→ Work instruction:
Pick out each line below containing "arrow".

→ Given records:
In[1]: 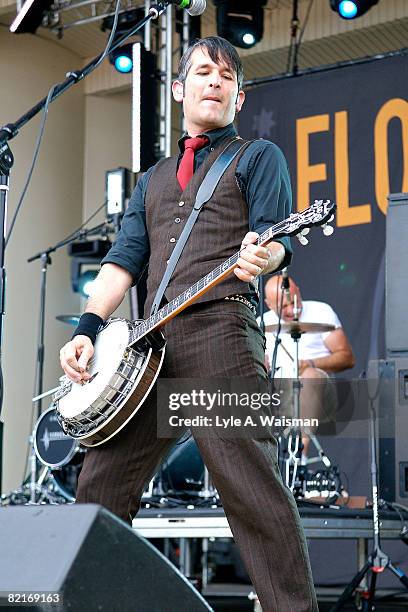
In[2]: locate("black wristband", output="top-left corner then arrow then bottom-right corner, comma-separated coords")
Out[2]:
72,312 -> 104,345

---

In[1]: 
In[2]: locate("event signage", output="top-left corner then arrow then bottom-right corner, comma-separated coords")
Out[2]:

--

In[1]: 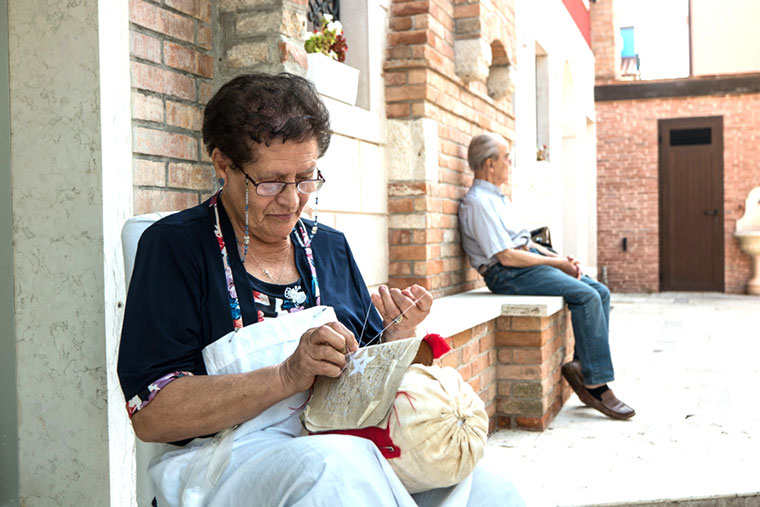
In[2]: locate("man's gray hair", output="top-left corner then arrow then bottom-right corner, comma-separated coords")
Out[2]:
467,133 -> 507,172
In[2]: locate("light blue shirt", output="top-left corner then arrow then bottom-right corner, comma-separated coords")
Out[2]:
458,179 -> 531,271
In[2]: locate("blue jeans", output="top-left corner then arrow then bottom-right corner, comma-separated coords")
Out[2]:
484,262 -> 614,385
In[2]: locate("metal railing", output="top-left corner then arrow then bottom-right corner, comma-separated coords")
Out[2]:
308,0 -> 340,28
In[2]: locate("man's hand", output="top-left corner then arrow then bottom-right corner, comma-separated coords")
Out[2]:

→ Solved exercise:
In[2]: locate("black wristband", output="top-left corner then arrow then bottom-right corner, comma-separated coords")
In[2]: locate("event signage", output="top-left corner then arrow then bottom-right corner, comma-separated coords")
In[2]: locate("man's gray hair", output="top-left corner then arrow then bottom-right corner, comma-separated coords")
In[2]: locate("light blue shirt", output="top-left corner then arrow then bottom-right corner, comma-separated coords")
In[2]: locate("blue jeans", output="top-left corner then arrow then bottom-right corner, comma-separated coords")
In[2]: locate("metal railing", output="top-left corner then arrow then bottom-right corner, comma-separated coords")
In[2]: locate("man's hand", output="top-left corner then arrow then bottom-right corner, comma-separated coords")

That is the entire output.